→ **WHAT THIS EXERCISE ASKS**
[A] According to the blog post about the daughter's twelfth birthday, within how many days did she go through her series of health-related matters?
[B] Please continue the blog post about the daughter's twelfth birthday from the point where it stops.

→ **QUOTED PASSAGE**
Friday, June 3, 2011
"Friday Night Frolic" - Examinations and Interruptions
These past few weeks, I've been inspired by, and reminded of, the remarkable resilience of my daughter. (And children in general.) Within a span of twenty-two days the girl has been through a quadruple tooth extraction, a series of visits with, and examinations by, several medical specialists, ultrasounds and MRIs, surgery, and today, her streak of health related matters capped off, literally, by the gold brackets and silver wiring of her shiny new braces. On her twelfth birthday, no less.
And not one complaint.
She, as well as all the other children we encountered along this course of medicinal forays, has worn the same determined warrior-face for each run along the path.
And me, fretting over a job interview for a position I've never held, in an industry I know little about. Not much to fret there, really. Certainly not by comparison.
But dealing with numerous and lengthy internet interruptions? (Cox Communications—can anyone tell me if FiOS is more reliable?) That's serious. I'll be lucky to find an open window in which to throw out this post.
Today, my girl is twelve. Twelve! I could never have imagined what I was to be confronted with in those dozen years now past. (And what to come?) Even though I had been a mother—an older mother, at that—for two years when Lulu was born, I was entirely unprepared for what would follow.
No one warned me of the degree to which my mental resilience would be tested by motherhood. Hell, by everything. But I won't bore you with tangential elaboration. You understand.

→ **SUPPLIED DATA**
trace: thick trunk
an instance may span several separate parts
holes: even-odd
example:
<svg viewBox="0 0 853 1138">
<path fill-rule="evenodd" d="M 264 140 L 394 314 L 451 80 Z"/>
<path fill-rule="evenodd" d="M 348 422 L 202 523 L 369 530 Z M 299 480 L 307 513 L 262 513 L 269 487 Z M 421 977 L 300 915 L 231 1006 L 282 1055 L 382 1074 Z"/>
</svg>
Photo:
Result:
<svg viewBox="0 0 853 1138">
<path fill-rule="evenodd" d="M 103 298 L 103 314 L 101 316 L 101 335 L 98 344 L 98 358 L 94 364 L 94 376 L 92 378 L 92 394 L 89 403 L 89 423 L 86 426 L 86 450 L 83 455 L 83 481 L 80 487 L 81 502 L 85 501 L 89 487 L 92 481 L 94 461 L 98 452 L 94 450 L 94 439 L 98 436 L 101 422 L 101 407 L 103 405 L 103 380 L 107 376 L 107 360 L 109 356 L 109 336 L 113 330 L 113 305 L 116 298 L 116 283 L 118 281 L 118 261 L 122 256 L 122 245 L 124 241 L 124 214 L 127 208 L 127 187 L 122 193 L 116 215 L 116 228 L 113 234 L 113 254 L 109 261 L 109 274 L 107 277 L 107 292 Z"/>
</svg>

→ **ANSWERS BY TASK**
[A] Twenty-two days.

[B]
Anyway, I saw Ann Hood quote Allen Ginsberg on Facebook today. (Ann is a fellow Rhode Islander.) “Follow your inner moonlight; don't hide the madness” she wrote on her wall.
Speaking of such, I now see my window of opportunity in which to fling my inner moonlight and madness... while a few escalating bars flicker access in the lower right hand corner of my laptop, and before Lu and I go get a manicure and, later, meet up with her father and brother at Cuban Revolution to have dinner, listen to some jazz, and celebrate the astonishing miracle of Lu's birth, and what she brings to the world.
My muse. How I love her.
I think it's time for a to return to normal, don't you?
If you don't have Buena Vista Social Club in your music library, you may want to start here.
And thanks so much to all of you who've been so kind, patient and supportive through all of this. I've been unable to keep up with many of you, but I'll be by to visit this weekend (if Cox permits, ugh).